Saved entries
■ ■ ■
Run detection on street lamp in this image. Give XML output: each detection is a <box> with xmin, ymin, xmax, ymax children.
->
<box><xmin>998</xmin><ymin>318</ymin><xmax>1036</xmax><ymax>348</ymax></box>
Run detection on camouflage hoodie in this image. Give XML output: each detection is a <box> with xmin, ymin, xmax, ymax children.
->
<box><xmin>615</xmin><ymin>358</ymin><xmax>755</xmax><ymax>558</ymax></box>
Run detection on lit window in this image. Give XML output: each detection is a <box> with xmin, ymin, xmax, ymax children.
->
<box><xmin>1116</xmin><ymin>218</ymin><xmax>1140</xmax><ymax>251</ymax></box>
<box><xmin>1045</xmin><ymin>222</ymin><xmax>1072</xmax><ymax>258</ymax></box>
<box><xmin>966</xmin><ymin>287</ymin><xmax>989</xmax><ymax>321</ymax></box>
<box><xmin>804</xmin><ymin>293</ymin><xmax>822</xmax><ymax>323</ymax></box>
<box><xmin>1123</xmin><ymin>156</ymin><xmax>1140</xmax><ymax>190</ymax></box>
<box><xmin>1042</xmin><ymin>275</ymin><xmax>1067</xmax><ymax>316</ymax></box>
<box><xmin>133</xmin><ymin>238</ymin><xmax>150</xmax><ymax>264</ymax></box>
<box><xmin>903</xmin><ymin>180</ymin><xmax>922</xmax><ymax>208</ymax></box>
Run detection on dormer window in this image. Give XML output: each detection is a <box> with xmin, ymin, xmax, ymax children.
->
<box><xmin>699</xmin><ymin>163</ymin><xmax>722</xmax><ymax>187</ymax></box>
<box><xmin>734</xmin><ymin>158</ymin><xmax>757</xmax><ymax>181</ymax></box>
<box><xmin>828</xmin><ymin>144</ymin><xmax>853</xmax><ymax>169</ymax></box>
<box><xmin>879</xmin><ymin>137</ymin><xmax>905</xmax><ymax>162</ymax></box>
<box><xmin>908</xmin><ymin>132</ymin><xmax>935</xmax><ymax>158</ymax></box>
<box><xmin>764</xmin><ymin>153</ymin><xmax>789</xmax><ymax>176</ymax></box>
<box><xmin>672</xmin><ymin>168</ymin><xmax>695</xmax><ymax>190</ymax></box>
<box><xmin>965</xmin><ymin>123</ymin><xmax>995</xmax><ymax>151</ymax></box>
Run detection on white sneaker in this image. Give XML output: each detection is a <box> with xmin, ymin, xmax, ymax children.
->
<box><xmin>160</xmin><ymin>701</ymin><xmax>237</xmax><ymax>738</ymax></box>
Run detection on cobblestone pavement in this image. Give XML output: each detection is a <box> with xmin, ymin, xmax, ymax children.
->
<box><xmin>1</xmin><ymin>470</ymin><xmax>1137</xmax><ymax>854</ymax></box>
■ ■ ■
- [Work instructions]: Output all of the data above without any alteration.

- [Answer for this exercise]:
Run detection on street lamp in this image. Give XML output: each detection is a <box> with xmin, ymin, xmax, ymax children.
->
<box><xmin>998</xmin><ymin>318</ymin><xmax>1036</xmax><ymax>348</ymax></box>
Run detection on camouflage hoodie in this image. Give XML output: each detection is a <box> with xmin, ymin, xmax, ymax children.
->
<box><xmin>615</xmin><ymin>358</ymin><xmax>755</xmax><ymax>558</ymax></box>
Run detection on lit window in this image. Give XML output: each detection is a <box> with xmin, ymin, xmax, ymax children.
->
<box><xmin>1116</xmin><ymin>218</ymin><xmax>1140</xmax><ymax>251</ymax></box>
<box><xmin>1045</xmin><ymin>222</ymin><xmax>1072</xmax><ymax>258</ymax></box>
<box><xmin>966</xmin><ymin>287</ymin><xmax>989</xmax><ymax>321</ymax></box>
<box><xmin>804</xmin><ymin>293</ymin><xmax>822</xmax><ymax>323</ymax></box>
<box><xmin>1123</xmin><ymin>156</ymin><xmax>1140</xmax><ymax>190</ymax></box>
<box><xmin>1042</xmin><ymin>275</ymin><xmax>1067</xmax><ymax>316</ymax></box>
<box><xmin>133</xmin><ymin>238</ymin><xmax>150</xmax><ymax>264</ymax></box>
<box><xmin>903</xmin><ymin>180</ymin><xmax>922</xmax><ymax>208</ymax></box>
Run detection on dormer window in this image. Give XML output: each detection is a <box> with xmin, ymin, xmax, ymax children.
->
<box><xmin>699</xmin><ymin>163</ymin><xmax>722</xmax><ymax>187</ymax></box>
<box><xmin>734</xmin><ymin>158</ymin><xmax>757</xmax><ymax>181</ymax></box>
<box><xmin>828</xmin><ymin>144</ymin><xmax>853</xmax><ymax>169</ymax></box>
<box><xmin>879</xmin><ymin>137</ymin><xmax>905</xmax><ymax>162</ymax></box>
<box><xmin>908</xmin><ymin>132</ymin><xmax>935</xmax><ymax>158</ymax></box>
<box><xmin>764</xmin><ymin>153</ymin><xmax>789</xmax><ymax>176</ymax></box>
<box><xmin>672</xmin><ymin>168</ymin><xmax>695</xmax><ymax>190</ymax></box>
<box><xmin>965</xmin><ymin>123</ymin><xmax>995</xmax><ymax>151</ymax></box>
Run detection on white sneaker in this image. Give XML output: each detection is a <box> with xmin, ymin, xmax, ymax children.
->
<box><xmin>160</xmin><ymin>701</ymin><xmax>237</xmax><ymax>738</ymax></box>
Run detection on cobblestone pavement in this image. Give XML output: each detection is a <box> with xmin, ymin, xmax, ymax children.
->
<box><xmin>1</xmin><ymin>470</ymin><xmax>1137</xmax><ymax>854</ymax></box>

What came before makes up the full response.